— begin Dataset content —

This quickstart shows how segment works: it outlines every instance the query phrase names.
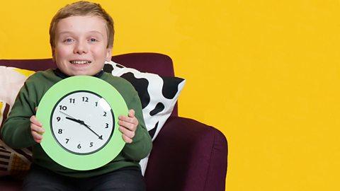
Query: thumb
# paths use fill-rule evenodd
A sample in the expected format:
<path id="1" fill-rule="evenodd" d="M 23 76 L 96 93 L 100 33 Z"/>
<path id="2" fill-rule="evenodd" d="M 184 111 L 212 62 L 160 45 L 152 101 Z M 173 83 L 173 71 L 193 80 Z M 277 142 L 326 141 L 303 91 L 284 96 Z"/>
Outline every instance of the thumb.
<path id="1" fill-rule="evenodd" d="M 135 110 L 129 110 L 129 117 L 135 117 Z"/>

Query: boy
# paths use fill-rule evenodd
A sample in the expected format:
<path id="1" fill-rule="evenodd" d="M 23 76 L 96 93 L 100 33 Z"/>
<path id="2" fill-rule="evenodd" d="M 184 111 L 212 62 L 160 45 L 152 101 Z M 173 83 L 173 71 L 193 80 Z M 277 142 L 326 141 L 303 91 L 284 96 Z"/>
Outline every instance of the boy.
<path id="1" fill-rule="evenodd" d="M 33 163 L 24 190 L 145 190 L 138 162 L 151 150 L 138 95 L 127 81 L 102 71 L 111 59 L 113 23 L 99 4 L 79 1 L 61 8 L 50 26 L 50 42 L 57 69 L 37 72 L 25 83 L 2 128 L 4 141 L 15 148 L 33 146 Z M 91 170 L 64 168 L 47 156 L 39 143 L 43 125 L 35 117 L 45 93 L 72 76 L 88 75 L 104 80 L 123 96 L 129 108 L 120 116 L 119 130 L 125 146 L 107 165 Z M 81 162 L 81 161 L 79 161 Z"/>

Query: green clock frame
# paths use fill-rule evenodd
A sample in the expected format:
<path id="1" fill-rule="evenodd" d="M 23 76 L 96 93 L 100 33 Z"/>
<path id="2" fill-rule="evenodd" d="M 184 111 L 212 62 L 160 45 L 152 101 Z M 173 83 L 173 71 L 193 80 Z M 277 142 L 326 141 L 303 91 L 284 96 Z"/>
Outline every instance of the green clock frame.
<path id="1" fill-rule="evenodd" d="M 79 155 L 69 152 L 55 139 L 51 127 L 52 112 L 60 98 L 76 91 L 92 91 L 103 97 L 113 112 L 113 134 L 110 141 L 96 152 Z M 96 77 L 76 76 L 63 79 L 52 86 L 43 96 L 39 103 L 36 117 L 42 124 L 45 132 L 40 143 L 46 154 L 56 163 L 68 168 L 77 170 L 91 170 L 103 166 L 121 151 L 125 142 L 118 130 L 118 116 L 128 115 L 128 110 L 124 98 L 110 83 Z"/>

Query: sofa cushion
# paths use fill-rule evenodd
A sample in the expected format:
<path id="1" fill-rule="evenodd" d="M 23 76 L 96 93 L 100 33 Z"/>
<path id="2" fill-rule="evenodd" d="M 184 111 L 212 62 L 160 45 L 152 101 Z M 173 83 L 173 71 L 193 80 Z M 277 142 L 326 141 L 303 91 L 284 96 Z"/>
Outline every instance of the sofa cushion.
<path id="1" fill-rule="evenodd" d="M 171 115 L 186 80 L 141 72 L 113 61 L 106 62 L 103 69 L 128 80 L 135 87 L 142 103 L 145 126 L 154 141 Z M 148 158 L 147 156 L 140 162 L 143 175 Z"/>

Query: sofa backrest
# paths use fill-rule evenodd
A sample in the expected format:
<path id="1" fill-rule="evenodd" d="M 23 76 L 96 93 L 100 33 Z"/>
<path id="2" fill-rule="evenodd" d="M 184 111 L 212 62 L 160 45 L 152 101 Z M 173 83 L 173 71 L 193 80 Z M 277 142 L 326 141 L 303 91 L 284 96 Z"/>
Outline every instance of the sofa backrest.
<path id="1" fill-rule="evenodd" d="M 162 76 L 174 76 L 172 60 L 165 54 L 151 52 L 130 53 L 113 56 L 112 60 L 126 67 L 134 68 L 142 72 L 157 74 Z M 52 59 L 0 59 L 0 66 L 33 71 L 56 68 L 55 63 Z M 171 115 L 177 116 L 177 104 L 176 104 Z"/>

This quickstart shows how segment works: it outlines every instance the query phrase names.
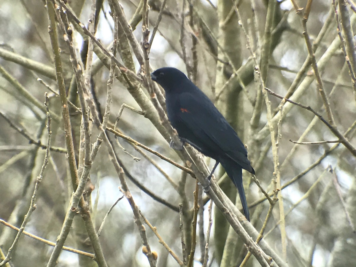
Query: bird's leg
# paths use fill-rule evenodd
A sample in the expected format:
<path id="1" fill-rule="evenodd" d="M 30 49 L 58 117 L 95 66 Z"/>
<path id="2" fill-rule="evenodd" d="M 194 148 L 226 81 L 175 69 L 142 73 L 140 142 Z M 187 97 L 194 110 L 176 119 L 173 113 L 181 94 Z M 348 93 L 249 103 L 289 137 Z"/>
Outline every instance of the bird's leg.
<path id="1" fill-rule="evenodd" d="M 171 140 L 169 142 L 169 147 L 175 149 L 176 150 L 183 150 L 183 146 L 184 145 L 184 142 L 182 141 L 182 140 L 180 140 L 180 142 L 179 143 L 175 143 L 173 141 L 173 139 Z"/>
<path id="2" fill-rule="evenodd" d="M 211 179 L 211 176 L 213 176 L 213 174 L 214 173 L 214 172 L 215 171 L 215 169 L 216 168 L 216 167 L 218 167 L 218 165 L 219 165 L 219 162 L 216 161 L 216 162 L 215 163 L 215 165 L 214 165 L 214 167 L 213 167 L 213 169 L 211 170 L 211 171 L 210 173 L 210 174 L 208 176 L 207 178 L 209 182 L 210 182 L 210 179 Z"/>
<path id="3" fill-rule="evenodd" d="M 208 185 L 203 188 L 204 190 L 204 192 L 206 194 L 208 192 L 209 192 L 209 190 L 210 187 L 210 180 L 211 179 L 211 176 L 213 176 L 213 174 L 214 173 L 214 172 L 215 171 L 215 169 L 216 168 L 216 167 L 218 167 L 218 165 L 219 165 L 219 162 L 218 161 L 216 161 L 216 162 L 215 163 L 215 165 L 214 165 L 214 167 L 213 167 L 213 169 L 211 170 L 211 171 L 210 172 L 210 174 L 209 174 L 206 179 L 208 179 L 208 182 L 209 182 L 209 184 L 208 184 Z"/>

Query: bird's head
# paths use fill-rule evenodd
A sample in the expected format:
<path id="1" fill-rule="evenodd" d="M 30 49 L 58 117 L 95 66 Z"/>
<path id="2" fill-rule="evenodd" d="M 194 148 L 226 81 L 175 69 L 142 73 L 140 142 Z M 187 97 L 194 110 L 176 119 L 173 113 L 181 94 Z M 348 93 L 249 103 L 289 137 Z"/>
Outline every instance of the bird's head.
<path id="1" fill-rule="evenodd" d="M 166 92 L 179 90 L 182 83 L 189 80 L 181 71 L 171 67 L 156 69 L 151 73 L 151 79 L 162 86 Z"/>

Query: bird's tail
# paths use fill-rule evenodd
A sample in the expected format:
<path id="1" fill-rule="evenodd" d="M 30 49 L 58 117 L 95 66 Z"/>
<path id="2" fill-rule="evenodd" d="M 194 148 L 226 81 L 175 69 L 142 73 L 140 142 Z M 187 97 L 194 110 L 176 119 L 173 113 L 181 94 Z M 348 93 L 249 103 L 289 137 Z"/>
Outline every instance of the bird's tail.
<path id="1" fill-rule="evenodd" d="M 245 195 L 245 189 L 242 184 L 242 169 L 237 164 L 230 159 L 221 160 L 220 163 L 224 167 L 227 175 L 232 180 L 234 184 L 237 188 L 239 194 L 240 196 L 240 200 L 242 205 L 244 213 L 246 219 L 250 221 L 250 212 L 247 205 L 247 200 Z"/>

— end Dataset content —

Goal: Which lines of the material above contain the string "green"? List each of them in full, treating uppercase and lowercase as different.

Exercise result:
Query: green clock frame
Outline every instance of the green clock frame.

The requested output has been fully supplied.